Come facciamo? Facciamo fatica! - Roberta Vincini - Agesci


Grazie per l’invito e per avere pensato questo momento. Ci si incontra e ci si scopre anche con passati e presenti comuni. Ci stavo pensando un attimo fa, ciascuno ha le sue appartenenze multiple. Anche io: sono genitore, sono stata volontaria all’Avis, sono stata insegnante, sono preside, sono caposcout… a tenere insieme tutti i pezzi, lo impari in casa, in famiglia.  

Io sono preside, è il quarto anno che sono preside, ho avuto la fortuna di essere diventata preside l’anno del covid. Prima ho fatto per 4 anni la maestra, per 9 anni la professoressa alle medie, poi in un istituto professionale, oltre a essere un capo scout da quando avevo 20anni. Ho incrociato tante persone, tanti ragazzi, tanti genitori, alcuni me li sono ritrovata in più momenti e in più ruoli… 
 
E’ Interessante il punto di vista che state ponendo oggi. Il mettersi “in ascolto delle famiglie”. Come sono le famiglie che incontriamo? 

Le famiglie che incontriamo sono le più diverse. Famiglie con due genitori, famiglie allargate, famiglie monogenitoriali, famiglie che si sono separate e ricomposte in nuove forme, famiglie che non vivono con i figli, che stanno in comunità e genitori e figli si incontrano solo in momenti protetti, famiglie di single… Tutte queste sono famiglie. Sono famiglie? Le consideriamo tali? Sono domande che dobbiamo porci. Io sono sposata da 31 anni, mio marito sostiene che il matrimonio con me è per lui una grande via di redenzione (ed io penso altrettanto) ma oggi se vogliamo metterci in ascolto delle famiglie non possiamo non porci questa domanda: gli occhiali che usiamo ci consentono di vedere e di leggere tutte le tipologie di famiglie? Tutte hanno qualcosa in comune, ciascuna ha una sua specificità che va incontrata, siamo in grado di farlo? 

Tutte hanno in comune il fatto di avere figli. Ma questo dipende dal mio osservatorio. Come capo scout, come preside, io incontro le famiglie perché incontro i ragazzi. Non tutte le famiglie hanno figli, ma tutte le famiglie che io incontro hanno figli. Il punto da cui osservo connota ciò che vedo.

**Materiale fornito:**
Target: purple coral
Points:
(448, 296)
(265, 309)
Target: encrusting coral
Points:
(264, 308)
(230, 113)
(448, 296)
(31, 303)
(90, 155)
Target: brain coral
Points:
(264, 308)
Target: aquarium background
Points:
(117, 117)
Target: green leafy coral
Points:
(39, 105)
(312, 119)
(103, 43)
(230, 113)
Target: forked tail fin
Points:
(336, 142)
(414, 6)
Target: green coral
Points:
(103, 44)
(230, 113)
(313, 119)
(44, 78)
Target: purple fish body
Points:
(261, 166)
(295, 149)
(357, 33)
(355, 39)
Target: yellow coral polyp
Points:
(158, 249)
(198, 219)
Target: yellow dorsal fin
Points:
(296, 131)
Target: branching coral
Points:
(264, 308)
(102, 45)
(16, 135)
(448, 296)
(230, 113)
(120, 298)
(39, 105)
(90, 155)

**Prova tu:** Nel testo sulle famiglie, parti dalle parole "Tutte hanno in" e fermati dopo "ciò che vedo.": riscrivi quel passo sostituendo "osservatorio" con "punto di osservazione". Le voci non sono necessarie.

**Spazio risposta:**
Tutte hanno in comune il fatto di avere figli. Ma questo dipende dal mio punto di osservazione. Come capo scout, come preside, io incontro le famiglie perché incontro i ragazzi. Non tutte le famiglie hanno figli, ma tutte le famiglie che io incontro hanno figli. Il punto da cui osservo connota ciò che vedo.